El problema: Reproduce sin cambios el pasaje del texto de estudio que va desde "Justamente en esos" hasta "en su futuro.", ambos incluidos.

Justamente en esos momentos en que los tres hombres indigentes, dentro del refugio le ofrecían a la pareja y al recién nacido los obsequios, atravesando la negrura de la estrellada y titilante bóveda del Universo que cubría la gran ciudad, todos vieron muy bien, cómo se deslizó no muy rápido un Cometa, -o tal vez, quizás fuera un meteorito de larga, brillante y luminosa cola blanca-, que en la oscuridad de la noche, desde el lejano Oriente hasta Occidente cruzó resplandeciendo en el cielo como una estrella fugaz.
El padre, al lado izquierdo del viejo cajón que hacía de improvisada cuna, inclinado y con un candil encendido en su mano, miraba cariñosamente a la esposa que convaleciente permanecía recostada aún en el añoso colchón; observando ambos con ternura al hijo, a la vez que con preocupante mirada puesta en su futuro.

Datos para ubicar regiones a partir de texto
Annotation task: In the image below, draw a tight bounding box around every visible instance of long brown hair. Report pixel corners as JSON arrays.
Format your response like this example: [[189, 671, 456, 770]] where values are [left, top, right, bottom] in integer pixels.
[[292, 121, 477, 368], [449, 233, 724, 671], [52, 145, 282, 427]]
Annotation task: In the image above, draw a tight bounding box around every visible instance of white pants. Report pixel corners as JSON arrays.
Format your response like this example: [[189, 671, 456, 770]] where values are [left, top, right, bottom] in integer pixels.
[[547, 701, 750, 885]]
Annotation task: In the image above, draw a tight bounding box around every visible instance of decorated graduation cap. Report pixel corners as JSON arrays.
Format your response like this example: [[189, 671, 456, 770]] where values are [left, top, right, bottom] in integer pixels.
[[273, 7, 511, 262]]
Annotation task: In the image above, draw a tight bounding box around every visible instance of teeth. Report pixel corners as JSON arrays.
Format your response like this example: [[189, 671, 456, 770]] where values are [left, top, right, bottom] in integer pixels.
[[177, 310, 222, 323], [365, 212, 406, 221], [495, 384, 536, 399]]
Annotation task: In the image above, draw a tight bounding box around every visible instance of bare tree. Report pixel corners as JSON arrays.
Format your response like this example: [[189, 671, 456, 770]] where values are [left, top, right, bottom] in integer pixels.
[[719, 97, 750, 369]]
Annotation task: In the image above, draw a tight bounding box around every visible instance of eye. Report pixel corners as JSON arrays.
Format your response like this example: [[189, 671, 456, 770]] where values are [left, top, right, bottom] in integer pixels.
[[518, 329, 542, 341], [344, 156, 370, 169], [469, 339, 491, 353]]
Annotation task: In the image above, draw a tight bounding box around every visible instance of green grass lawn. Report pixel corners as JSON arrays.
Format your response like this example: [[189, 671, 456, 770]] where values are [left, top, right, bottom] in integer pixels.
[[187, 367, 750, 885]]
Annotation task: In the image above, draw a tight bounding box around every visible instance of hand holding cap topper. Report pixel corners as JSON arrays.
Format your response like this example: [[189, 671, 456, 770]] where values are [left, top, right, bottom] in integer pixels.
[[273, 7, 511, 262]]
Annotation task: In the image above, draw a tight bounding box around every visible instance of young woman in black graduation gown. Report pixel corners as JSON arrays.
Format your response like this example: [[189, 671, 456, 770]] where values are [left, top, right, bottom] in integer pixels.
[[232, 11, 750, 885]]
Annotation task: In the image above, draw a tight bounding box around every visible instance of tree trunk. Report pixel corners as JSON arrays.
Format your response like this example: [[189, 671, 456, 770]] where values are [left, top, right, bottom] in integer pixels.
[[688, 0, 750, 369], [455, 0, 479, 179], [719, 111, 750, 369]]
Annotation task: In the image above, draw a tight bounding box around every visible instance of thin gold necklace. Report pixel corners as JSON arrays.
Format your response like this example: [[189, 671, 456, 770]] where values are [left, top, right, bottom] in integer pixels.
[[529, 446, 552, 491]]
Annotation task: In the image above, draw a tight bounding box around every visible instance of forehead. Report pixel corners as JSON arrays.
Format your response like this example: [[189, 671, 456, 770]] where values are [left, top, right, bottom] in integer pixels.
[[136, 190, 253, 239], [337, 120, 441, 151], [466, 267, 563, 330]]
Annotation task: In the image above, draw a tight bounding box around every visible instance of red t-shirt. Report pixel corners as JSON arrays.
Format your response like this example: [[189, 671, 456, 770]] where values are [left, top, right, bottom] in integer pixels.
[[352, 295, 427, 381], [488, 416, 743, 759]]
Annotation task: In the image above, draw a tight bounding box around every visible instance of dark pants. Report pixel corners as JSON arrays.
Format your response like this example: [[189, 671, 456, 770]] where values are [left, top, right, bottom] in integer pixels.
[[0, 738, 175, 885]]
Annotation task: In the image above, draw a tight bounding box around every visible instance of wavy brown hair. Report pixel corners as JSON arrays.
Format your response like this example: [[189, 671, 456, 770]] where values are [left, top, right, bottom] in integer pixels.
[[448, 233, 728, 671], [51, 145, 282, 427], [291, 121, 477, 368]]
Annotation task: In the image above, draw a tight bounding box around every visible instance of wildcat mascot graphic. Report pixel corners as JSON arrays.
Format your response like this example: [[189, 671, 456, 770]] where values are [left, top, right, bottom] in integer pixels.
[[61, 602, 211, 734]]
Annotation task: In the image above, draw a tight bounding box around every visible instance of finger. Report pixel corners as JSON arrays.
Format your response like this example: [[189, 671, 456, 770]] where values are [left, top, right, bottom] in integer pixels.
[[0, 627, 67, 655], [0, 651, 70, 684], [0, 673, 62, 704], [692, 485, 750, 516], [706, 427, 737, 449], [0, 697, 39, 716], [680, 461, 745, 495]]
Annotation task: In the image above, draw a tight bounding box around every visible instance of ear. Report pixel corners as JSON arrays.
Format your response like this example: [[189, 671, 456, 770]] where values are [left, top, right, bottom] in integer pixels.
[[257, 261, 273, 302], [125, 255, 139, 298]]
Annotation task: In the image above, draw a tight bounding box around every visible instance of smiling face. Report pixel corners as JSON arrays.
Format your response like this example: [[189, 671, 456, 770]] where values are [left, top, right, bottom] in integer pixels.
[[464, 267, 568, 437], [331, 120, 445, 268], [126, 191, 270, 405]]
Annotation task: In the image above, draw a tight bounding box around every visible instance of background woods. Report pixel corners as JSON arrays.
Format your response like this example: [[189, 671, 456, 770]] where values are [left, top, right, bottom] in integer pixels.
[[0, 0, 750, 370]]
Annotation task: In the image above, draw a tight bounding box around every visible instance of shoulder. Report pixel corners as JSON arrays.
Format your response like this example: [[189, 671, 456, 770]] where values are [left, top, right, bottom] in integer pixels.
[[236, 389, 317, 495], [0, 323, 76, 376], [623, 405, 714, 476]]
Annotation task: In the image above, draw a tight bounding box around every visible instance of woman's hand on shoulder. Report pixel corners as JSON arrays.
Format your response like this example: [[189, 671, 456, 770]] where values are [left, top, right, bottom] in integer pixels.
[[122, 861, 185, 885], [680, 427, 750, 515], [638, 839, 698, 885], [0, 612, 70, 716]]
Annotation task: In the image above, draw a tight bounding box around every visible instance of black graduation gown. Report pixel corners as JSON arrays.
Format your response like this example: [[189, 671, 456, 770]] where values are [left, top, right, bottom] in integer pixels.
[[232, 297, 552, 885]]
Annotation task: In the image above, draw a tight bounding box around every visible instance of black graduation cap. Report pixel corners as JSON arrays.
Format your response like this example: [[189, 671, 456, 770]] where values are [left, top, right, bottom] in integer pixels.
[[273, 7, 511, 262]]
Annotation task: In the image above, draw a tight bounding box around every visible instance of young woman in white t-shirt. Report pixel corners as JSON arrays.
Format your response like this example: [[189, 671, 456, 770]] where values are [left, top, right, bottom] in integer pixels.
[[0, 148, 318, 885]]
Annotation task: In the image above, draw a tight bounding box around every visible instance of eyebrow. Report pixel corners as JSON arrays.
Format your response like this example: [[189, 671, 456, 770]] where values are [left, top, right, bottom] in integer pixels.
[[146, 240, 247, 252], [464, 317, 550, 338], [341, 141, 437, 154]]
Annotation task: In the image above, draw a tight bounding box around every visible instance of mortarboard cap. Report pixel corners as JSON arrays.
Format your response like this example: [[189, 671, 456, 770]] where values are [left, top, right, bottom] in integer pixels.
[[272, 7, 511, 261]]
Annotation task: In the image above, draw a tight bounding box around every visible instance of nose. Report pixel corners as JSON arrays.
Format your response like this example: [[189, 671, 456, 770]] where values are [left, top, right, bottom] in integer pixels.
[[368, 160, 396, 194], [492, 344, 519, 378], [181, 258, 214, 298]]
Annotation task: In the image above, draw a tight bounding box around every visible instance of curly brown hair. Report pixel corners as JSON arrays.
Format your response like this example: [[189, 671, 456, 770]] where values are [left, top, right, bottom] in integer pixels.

Resultado del ejercicio:
Justamente en esos momentos en que los tres hombres indigentes, dentro del refugio le ofrecían a la pareja y al recién nacido los obsequios, atravesando la negrura de la estrellada y titilante bóveda del Universo que cubría la gran ciudad, todos vieron muy bien, cómo se deslizó no muy rápido un Cometa, -o tal vez, quizás fuera un meteorito de larga, brillante y luminosa cola blanca-, que en la oscuridad de la noche, desde el lejano Oriente hasta Occidente cruzó resplandeciendo en el cielo como una estrella fugaz.
El padre, al lado izquierdo del viejo cajón que hacía de improvisada cuna, inclinado y con un candil encendido en su mano, miraba cariñosamente a la esposa que convaleciente permanecía recostada aún en el añoso colchón; observando ambos con ternura al hijo, a la vez que con preocupante mirada puesta en su futuro.